#### Task inputs

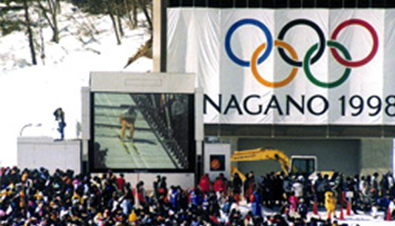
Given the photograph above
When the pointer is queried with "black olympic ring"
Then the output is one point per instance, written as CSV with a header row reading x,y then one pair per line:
x,y
311,24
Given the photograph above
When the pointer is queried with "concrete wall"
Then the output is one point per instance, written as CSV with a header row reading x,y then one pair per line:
x,y
376,156
36,152
340,155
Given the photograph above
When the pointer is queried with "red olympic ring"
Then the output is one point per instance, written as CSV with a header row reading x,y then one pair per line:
x,y
369,57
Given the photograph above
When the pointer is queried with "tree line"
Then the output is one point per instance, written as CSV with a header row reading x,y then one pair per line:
x,y
38,14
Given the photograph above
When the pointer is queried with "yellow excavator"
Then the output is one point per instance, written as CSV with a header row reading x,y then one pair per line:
x,y
302,164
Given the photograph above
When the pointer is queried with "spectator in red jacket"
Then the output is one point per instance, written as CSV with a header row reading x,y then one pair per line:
x,y
205,184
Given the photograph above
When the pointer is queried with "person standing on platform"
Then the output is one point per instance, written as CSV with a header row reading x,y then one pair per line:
x,y
59,117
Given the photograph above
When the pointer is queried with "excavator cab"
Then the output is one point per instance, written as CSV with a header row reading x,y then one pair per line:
x,y
302,164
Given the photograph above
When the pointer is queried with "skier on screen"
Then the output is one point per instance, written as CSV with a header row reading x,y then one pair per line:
x,y
127,119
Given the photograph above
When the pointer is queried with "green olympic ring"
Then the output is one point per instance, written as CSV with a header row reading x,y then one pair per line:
x,y
311,77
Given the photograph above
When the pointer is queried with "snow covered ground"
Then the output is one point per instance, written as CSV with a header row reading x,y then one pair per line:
x,y
30,94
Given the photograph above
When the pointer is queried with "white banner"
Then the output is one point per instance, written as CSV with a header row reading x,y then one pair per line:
x,y
294,66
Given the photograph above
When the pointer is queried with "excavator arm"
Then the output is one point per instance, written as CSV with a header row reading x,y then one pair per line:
x,y
261,154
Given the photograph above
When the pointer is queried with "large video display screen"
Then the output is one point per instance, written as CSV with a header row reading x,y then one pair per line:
x,y
142,132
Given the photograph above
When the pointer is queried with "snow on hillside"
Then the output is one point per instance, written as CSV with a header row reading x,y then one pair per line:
x,y
30,94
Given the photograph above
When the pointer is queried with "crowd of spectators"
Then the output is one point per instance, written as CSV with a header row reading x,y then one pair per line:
x,y
37,197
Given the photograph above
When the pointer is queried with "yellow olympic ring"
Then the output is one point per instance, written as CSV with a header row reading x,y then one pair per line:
x,y
263,81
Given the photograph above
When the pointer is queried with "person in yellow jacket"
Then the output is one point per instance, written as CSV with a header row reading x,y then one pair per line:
x,y
330,204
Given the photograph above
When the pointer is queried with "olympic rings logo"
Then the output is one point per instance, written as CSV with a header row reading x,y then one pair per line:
x,y
313,54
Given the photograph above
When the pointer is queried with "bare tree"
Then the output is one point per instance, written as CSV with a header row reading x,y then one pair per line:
x,y
29,32
110,8
144,50
143,5
53,8
131,11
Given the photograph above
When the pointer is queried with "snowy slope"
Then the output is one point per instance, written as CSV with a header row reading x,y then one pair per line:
x,y
30,94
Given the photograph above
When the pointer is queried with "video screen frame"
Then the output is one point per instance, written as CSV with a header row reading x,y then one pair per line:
x,y
165,96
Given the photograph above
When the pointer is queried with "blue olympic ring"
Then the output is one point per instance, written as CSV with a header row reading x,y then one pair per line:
x,y
232,29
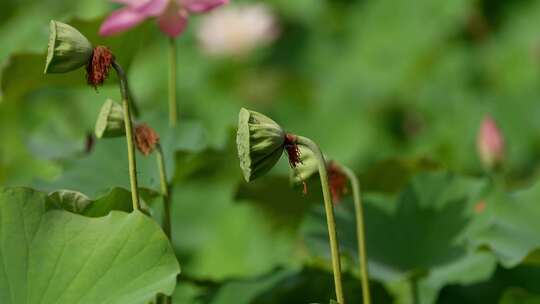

########

Task:
In the entries above, find every line holding the word "screen" and copy it out.

Exercise result:
When the pointer is queried with "skier on screen"
When the pointer is queried with "large video display screen"
When the pointer is queried with "video screen frame"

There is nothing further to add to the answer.